Put the part of the data below that opens with the line containing "Each returned marker MUST sit on an instance of the front" and closes with the line containing "[[139, 270], [525, 285]]", both lines included, into a numbered list, leaving out any blank lines.

— Start Input for this task —

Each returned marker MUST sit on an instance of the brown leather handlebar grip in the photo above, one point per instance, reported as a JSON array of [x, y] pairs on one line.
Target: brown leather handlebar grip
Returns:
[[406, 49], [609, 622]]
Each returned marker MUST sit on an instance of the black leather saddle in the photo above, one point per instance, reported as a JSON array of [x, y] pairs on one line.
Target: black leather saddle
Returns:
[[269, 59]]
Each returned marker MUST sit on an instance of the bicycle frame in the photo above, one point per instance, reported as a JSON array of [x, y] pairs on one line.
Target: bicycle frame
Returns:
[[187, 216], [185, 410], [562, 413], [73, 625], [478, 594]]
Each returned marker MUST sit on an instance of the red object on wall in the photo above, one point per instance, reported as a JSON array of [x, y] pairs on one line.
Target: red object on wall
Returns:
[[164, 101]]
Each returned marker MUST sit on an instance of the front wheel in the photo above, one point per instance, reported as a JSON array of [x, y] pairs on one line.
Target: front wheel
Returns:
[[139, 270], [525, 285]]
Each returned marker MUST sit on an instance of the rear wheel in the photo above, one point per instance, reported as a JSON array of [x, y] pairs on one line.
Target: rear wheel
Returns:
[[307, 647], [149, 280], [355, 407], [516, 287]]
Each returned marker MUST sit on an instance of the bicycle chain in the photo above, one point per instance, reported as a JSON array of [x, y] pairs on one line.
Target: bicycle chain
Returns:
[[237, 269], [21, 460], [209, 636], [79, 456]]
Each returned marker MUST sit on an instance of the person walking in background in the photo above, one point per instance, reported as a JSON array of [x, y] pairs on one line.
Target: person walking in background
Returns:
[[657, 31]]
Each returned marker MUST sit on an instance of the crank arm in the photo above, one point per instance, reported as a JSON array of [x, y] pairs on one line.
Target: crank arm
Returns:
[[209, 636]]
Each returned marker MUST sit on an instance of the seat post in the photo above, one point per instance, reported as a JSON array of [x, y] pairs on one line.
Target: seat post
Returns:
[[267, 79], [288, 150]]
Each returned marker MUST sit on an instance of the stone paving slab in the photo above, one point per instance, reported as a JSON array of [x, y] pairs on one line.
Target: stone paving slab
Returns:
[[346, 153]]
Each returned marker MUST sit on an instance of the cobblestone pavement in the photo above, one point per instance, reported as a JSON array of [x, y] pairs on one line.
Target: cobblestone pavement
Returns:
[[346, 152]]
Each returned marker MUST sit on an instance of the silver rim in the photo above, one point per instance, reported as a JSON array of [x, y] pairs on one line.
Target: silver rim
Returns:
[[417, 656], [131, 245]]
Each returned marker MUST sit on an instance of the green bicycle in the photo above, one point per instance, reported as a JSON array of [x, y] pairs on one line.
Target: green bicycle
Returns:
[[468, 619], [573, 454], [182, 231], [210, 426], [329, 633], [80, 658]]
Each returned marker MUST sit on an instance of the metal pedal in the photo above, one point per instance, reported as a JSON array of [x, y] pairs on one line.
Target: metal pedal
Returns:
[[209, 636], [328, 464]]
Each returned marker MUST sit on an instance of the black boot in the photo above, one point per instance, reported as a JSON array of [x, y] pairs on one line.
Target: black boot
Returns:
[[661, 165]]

— End Input for this task —
— Start Input for this task —

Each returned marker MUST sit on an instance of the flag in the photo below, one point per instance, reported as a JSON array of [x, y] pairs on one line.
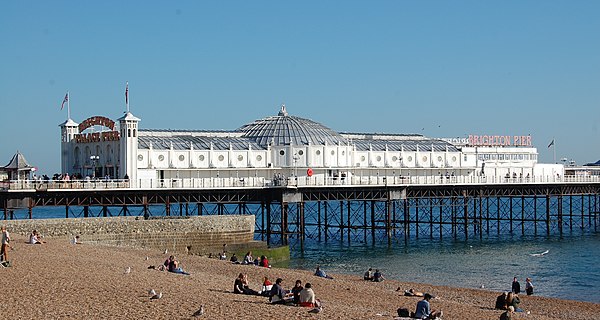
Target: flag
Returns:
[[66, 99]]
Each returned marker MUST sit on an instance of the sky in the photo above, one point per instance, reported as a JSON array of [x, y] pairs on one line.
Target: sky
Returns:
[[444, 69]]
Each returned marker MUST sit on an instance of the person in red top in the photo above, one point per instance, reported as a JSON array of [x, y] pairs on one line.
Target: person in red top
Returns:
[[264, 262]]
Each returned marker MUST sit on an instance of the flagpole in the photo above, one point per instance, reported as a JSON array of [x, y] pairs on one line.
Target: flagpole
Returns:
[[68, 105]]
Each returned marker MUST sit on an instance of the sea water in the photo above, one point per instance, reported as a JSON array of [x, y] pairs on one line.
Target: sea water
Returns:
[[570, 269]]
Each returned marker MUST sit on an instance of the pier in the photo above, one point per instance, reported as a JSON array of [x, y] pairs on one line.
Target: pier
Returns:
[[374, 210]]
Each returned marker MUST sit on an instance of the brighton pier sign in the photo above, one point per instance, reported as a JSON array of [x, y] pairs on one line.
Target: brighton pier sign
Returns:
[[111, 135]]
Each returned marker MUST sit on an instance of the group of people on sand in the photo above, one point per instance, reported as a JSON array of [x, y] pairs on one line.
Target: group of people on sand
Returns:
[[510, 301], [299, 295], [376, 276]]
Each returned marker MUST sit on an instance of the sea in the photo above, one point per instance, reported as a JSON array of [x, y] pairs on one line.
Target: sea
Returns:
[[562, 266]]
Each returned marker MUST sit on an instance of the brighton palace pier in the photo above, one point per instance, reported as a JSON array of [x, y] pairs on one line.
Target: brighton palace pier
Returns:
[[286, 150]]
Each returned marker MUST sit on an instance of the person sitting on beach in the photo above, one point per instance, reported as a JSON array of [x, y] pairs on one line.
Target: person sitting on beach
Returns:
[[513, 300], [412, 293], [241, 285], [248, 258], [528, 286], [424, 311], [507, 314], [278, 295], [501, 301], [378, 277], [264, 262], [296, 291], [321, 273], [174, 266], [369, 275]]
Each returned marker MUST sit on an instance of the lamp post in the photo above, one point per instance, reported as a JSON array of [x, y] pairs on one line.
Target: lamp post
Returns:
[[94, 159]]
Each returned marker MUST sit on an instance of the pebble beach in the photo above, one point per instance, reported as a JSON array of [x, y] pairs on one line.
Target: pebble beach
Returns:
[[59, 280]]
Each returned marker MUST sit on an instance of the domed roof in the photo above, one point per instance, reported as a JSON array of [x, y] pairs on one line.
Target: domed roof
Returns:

— End Input for this task —

### The solution
1. Each returned marker MUST sit on an instance of the front wheel in the photo above, one point per instance, reported as a JSON array of [x, y] pairs on one line.
2. Target: front wheel
3. Returns:
4. [[139, 270], [525, 285]]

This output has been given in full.